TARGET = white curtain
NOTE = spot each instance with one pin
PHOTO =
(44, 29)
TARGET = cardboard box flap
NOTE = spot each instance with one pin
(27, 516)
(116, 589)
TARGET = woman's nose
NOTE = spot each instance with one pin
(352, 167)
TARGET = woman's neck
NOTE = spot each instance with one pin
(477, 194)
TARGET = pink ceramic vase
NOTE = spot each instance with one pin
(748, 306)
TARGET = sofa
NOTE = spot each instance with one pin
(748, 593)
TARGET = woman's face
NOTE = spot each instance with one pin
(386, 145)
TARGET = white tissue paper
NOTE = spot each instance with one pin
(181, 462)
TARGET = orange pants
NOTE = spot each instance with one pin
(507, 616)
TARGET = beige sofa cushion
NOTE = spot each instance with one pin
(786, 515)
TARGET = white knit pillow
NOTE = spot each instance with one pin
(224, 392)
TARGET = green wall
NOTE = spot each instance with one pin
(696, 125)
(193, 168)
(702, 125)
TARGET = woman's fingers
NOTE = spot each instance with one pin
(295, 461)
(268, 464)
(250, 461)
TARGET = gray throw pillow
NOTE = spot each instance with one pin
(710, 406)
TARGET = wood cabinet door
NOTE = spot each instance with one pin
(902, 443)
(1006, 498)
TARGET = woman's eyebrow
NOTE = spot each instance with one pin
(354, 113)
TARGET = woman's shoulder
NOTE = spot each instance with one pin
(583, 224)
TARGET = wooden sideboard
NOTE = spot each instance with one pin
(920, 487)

****

Recast the listing as a numbered list, beginning at the line that contains "TARGET = woman's eyebrow" and running through the final line of the listing. Omit any blank lines.

1. TARGET = woman's eyebrow
2. NOTE = spot each instance with one pin
3. (354, 113)
4. TARGET = woman's shoulder
5. NOTE = spot each instance with one pin
6. (583, 224)
7. TARGET = wooden sideboard
8. NOTE = spot each instance with one pin
9. (920, 487)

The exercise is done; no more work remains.